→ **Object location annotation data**
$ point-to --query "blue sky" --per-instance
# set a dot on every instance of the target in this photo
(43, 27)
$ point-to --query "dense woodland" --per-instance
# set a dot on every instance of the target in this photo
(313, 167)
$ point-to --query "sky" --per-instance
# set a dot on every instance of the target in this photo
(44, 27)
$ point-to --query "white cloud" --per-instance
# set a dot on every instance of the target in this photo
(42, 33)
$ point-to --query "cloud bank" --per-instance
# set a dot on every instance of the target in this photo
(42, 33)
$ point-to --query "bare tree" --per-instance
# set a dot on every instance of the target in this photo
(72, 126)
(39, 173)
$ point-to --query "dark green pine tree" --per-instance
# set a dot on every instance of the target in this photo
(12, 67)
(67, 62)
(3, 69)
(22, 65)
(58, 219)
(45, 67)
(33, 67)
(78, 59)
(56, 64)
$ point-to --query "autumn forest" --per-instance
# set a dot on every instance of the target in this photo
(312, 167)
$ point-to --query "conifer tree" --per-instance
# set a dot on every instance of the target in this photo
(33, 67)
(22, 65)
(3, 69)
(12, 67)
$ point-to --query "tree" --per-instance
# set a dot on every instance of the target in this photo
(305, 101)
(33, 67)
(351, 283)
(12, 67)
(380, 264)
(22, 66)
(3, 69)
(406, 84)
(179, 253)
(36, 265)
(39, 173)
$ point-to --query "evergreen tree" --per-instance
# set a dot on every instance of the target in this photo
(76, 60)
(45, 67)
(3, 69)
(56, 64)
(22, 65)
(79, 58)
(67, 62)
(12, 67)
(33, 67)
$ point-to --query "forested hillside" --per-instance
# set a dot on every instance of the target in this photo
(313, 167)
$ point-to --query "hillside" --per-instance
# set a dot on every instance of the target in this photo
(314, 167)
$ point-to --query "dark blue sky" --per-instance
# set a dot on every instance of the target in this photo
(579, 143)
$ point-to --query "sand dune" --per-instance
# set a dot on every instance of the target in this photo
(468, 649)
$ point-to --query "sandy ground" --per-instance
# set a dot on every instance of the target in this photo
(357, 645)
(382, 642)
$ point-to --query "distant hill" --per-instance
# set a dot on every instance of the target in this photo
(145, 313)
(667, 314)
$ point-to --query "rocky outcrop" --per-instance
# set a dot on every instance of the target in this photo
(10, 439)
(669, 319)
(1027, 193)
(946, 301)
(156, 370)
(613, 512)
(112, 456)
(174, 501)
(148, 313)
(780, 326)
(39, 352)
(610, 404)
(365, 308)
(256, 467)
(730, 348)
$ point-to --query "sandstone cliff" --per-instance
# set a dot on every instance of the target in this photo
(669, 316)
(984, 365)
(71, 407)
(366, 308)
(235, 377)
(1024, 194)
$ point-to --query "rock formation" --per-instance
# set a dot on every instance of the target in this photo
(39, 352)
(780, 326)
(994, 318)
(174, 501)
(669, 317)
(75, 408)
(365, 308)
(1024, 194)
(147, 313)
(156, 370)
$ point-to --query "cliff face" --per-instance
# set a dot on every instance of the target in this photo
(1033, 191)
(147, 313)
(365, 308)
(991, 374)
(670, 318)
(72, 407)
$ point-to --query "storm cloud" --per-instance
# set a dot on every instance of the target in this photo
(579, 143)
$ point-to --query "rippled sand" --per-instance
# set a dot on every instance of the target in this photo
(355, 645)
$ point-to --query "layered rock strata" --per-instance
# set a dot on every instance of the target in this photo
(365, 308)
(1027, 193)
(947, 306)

→ **GIVEN PROBLEM**
List each line from the rows above that contains the word "blue".

→ **TASK SOLUTION**
$ point-to --query "blue sky" --per-instance
$ point-to --query "dark blue sky" --per-instance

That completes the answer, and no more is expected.